Activity
Filter the entries for the word "instance". Copy each line that has it.

Input records
-.-.-
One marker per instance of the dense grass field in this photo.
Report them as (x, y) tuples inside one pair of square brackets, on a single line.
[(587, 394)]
-.-.-
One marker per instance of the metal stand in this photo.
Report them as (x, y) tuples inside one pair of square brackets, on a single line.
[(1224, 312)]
-.-.-
Solution to this task
One marker per instance of the dense grass field in this photo.
One marker per instance of the metal stand in this photo.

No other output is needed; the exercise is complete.